◆ Document text

----------

AI.FM — Advancing Accessible AI Infrastructure

The World's Simplest Database

The chapter opens with a two-function bash database: db_set appends key,value to a flat file; db_get greps for the key and takes the last match. Write performance is optimal — sequential appends are the fastest disk operation. The problem is read performance: O(n) full-file scan per lookup. With 10 GB of data, every read loads 10 GB. The core insight is that write efficiency and read efficiency are in fundamental tension, and every index design is a negotiated settlement between them.

Key principle: An index is additional data structure derived from the primary data. Maintaining it adds overhead to every write. Choosing what to index means choosing which queries are fast at the cost of slower writes. Databases generally do not index everything by default — the application developer makes this call.

Hash Indexes: Fast Lookups, RAM Constraints

Bitcask (Riak's storage engine) maintains an in-memory hash map from key → byte offset in the log file. Reads become a memory lookup followed by a single disk seek. Writes remain sequential appends. Compaction of log segments handles reclaiming space from overwritten or deleted keys. The core limitations: the entire key set must fit in RAM (no range queries, no overflow to disk), and crash recovery requires scanning segments to rebuild the hash map (mitigated by snapshotting the map to disk). Best fit: high write rates over a bounded key set where range queries are not required.

SSTables and LSM-Trees: Write-Optimised Storage

SSTable (Sorted String Table) improves on the unsorted hash-indexed log by maintaining keys in sorted order within each segment file. A sparse in-memory index (one entry per compressed block) replaces the full hash map — far lower RAM requirement. Range queries become sequential scans from a known offset. Merging segments uses an O(n) merge-sort procedure, efficient even for large datasets. LSM-tree (Log-Structured Merge-Tree) is the architecture that ties these together: writes go to a WAL, then to an in-memory sorted structure (memtable — typically a red-black tree or skip list), which flushes to immutable SSTable segments on disk, which are periodically compacted in the background.

Write to the WAL

Every write is first appended to a Write-Ahead Log (WAL) on disk. If the process crashes before anything else, the WAL allows full replay and recovery.

Insert into the memtable

The write is then added to an in-memory sorted tree — typically a red-black tree or skip list. The memtable keeps all recent writes in sorted key order, ready for fast sequential flushing.

Flush memtable → SSTable segment

When the memtable exceeds a size threshold (e.g., a few MB), it is flushed to disk as an immutable SSTable (Sorted String Table) segment — keys sorted, values compressed, a sparse index written alongside.

Background compaction

Periodic background threads merge SSTable segments using a merge-sort approach. Compaction removes deleted tombstone records, deduplicates keys (keeping only the latest value), and reclaims disk space.

Bloom filter guards reads

Before scanning any SSTable for a key, the engine consults a Bloom filter — a probabilistic set membership structure. If the filter says "not present," the segment is skipped entirely, eliminating unnecessary disk I/O.

----------

(Excerpts of labeled region data)

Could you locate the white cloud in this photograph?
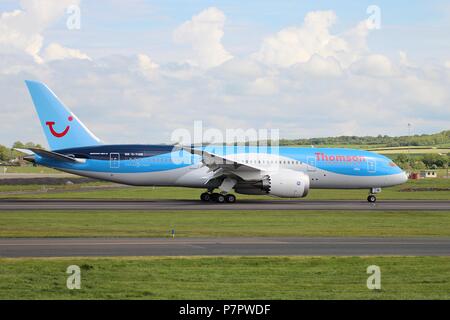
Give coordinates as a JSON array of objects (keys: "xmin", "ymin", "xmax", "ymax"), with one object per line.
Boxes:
[
  {"xmin": 254, "ymin": 11, "xmax": 348, "ymax": 67},
  {"xmin": 173, "ymin": 7, "xmax": 233, "ymax": 68},
  {"xmin": 293, "ymin": 54, "xmax": 343, "ymax": 77},
  {"xmin": 350, "ymin": 54, "xmax": 395, "ymax": 77},
  {"xmin": 0, "ymin": 8, "xmax": 450, "ymax": 144},
  {"xmin": 43, "ymin": 43, "xmax": 91, "ymax": 61}
]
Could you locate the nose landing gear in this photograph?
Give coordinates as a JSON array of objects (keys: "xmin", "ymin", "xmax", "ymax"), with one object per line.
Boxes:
[{"xmin": 200, "ymin": 192, "xmax": 236, "ymax": 203}]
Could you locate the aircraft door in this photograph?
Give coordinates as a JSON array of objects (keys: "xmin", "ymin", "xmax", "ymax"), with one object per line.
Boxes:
[
  {"xmin": 307, "ymin": 157, "xmax": 316, "ymax": 172},
  {"xmin": 109, "ymin": 152, "xmax": 120, "ymax": 169},
  {"xmin": 367, "ymin": 159, "xmax": 377, "ymax": 173}
]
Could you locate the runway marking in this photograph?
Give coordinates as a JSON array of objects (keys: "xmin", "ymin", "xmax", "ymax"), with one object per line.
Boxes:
[{"xmin": 0, "ymin": 199, "xmax": 450, "ymax": 211}]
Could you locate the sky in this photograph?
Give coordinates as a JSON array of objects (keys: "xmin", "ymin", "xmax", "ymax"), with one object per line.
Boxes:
[{"xmin": 0, "ymin": 0, "xmax": 450, "ymax": 145}]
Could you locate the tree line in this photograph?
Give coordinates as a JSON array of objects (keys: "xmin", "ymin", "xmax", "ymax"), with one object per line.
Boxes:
[
  {"xmin": 0, "ymin": 141, "xmax": 42, "ymax": 162},
  {"xmin": 280, "ymin": 130, "xmax": 450, "ymax": 147}
]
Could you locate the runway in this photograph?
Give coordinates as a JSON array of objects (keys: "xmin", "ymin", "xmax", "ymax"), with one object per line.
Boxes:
[
  {"xmin": 0, "ymin": 238, "xmax": 450, "ymax": 257},
  {"xmin": 0, "ymin": 199, "xmax": 450, "ymax": 211}
]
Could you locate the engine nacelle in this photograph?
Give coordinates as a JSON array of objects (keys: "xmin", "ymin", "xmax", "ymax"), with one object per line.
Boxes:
[{"xmin": 262, "ymin": 169, "xmax": 309, "ymax": 198}]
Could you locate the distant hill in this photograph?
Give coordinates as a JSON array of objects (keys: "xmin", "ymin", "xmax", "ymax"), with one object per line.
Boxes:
[{"xmin": 280, "ymin": 130, "xmax": 450, "ymax": 148}]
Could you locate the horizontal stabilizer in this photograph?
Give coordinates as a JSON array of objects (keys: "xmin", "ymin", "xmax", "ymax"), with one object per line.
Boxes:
[{"xmin": 18, "ymin": 148, "xmax": 81, "ymax": 162}]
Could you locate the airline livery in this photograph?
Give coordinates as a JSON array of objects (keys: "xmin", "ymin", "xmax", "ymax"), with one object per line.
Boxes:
[{"xmin": 19, "ymin": 81, "xmax": 407, "ymax": 203}]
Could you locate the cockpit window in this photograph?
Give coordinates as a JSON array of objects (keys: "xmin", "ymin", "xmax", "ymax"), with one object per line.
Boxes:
[{"xmin": 389, "ymin": 161, "xmax": 398, "ymax": 167}]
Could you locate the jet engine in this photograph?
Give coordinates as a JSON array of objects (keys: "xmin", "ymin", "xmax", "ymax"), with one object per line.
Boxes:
[
  {"xmin": 235, "ymin": 169, "xmax": 309, "ymax": 198},
  {"xmin": 262, "ymin": 170, "xmax": 309, "ymax": 198}
]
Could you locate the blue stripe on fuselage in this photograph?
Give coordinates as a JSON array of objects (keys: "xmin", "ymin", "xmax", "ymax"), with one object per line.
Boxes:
[{"xmin": 36, "ymin": 145, "xmax": 402, "ymax": 176}]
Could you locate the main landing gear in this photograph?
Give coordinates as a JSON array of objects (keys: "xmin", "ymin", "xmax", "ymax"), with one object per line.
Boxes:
[{"xmin": 200, "ymin": 192, "xmax": 236, "ymax": 203}]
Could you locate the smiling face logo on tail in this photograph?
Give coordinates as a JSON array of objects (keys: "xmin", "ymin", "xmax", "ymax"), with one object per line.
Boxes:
[{"xmin": 45, "ymin": 116, "xmax": 73, "ymax": 138}]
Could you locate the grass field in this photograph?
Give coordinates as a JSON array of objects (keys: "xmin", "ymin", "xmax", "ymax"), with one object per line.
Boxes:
[
  {"xmin": 0, "ymin": 257, "xmax": 450, "ymax": 299},
  {"xmin": 0, "ymin": 210, "xmax": 450, "ymax": 237},
  {"xmin": 0, "ymin": 179, "xmax": 450, "ymax": 201}
]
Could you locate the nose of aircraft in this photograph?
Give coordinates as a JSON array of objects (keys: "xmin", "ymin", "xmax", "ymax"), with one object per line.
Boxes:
[{"xmin": 399, "ymin": 171, "xmax": 408, "ymax": 184}]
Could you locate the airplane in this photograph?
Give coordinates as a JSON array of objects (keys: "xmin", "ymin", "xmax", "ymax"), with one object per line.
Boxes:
[{"xmin": 19, "ymin": 80, "xmax": 408, "ymax": 203}]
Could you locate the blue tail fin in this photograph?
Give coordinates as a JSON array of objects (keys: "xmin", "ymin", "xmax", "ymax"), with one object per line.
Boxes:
[{"xmin": 25, "ymin": 80, "xmax": 101, "ymax": 150}]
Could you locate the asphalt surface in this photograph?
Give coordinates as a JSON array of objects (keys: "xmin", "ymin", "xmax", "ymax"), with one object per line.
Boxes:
[
  {"xmin": 0, "ymin": 238, "xmax": 450, "ymax": 257},
  {"xmin": 0, "ymin": 199, "xmax": 450, "ymax": 211}
]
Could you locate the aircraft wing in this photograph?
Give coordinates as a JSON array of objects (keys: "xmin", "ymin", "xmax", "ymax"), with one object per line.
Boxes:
[{"xmin": 181, "ymin": 146, "xmax": 263, "ymax": 180}]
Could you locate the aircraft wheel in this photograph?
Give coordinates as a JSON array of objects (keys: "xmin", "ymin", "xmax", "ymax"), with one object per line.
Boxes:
[
  {"xmin": 214, "ymin": 193, "xmax": 225, "ymax": 203},
  {"xmin": 200, "ymin": 192, "xmax": 211, "ymax": 202},
  {"xmin": 225, "ymin": 194, "xmax": 236, "ymax": 203}
]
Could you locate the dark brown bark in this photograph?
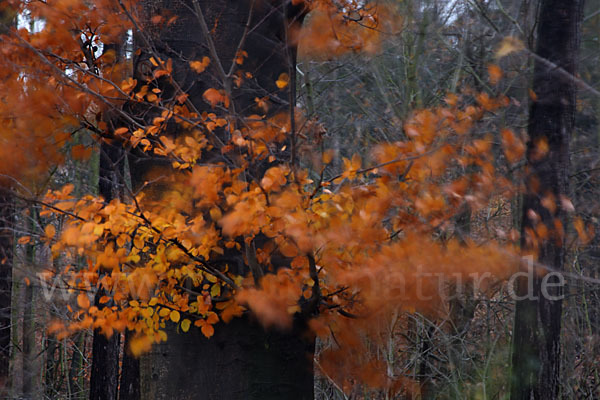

----------

◆ Tasks and exercises
**1)** From the text on database indexes, quote the passage that starts with the words "The write is" and ends with "index written alongside.".
**2)** Answer these questions from the text on database indexes:
(a) What does Bitcask's in-memory hash map map each key to?
(b) How many entries per compressed block does an SSTable's sparse in-memory index hold?
(c) What happens to a segment when the Bloom filter says a key is "not present"?

◆ Results by task
**1)**
The write is then added to an in-memory sorted tree — typically a red-black tree or skip list. The memtable keeps all recent writes in sorted key order, ready for fast sequential flushing.

Flush memtable → SSTable segment

When the memtable exceeds a size threshold (e.g., a few MB), it is flushed to disk as an immutable SSTable (Sorted String Table) segment — keys sorted, values compressed, a sparse index written alongside.

**2)**
(a) A byte offset in the log file.
(b) One entry per compressed block.
(c) The segment is skipped entirely.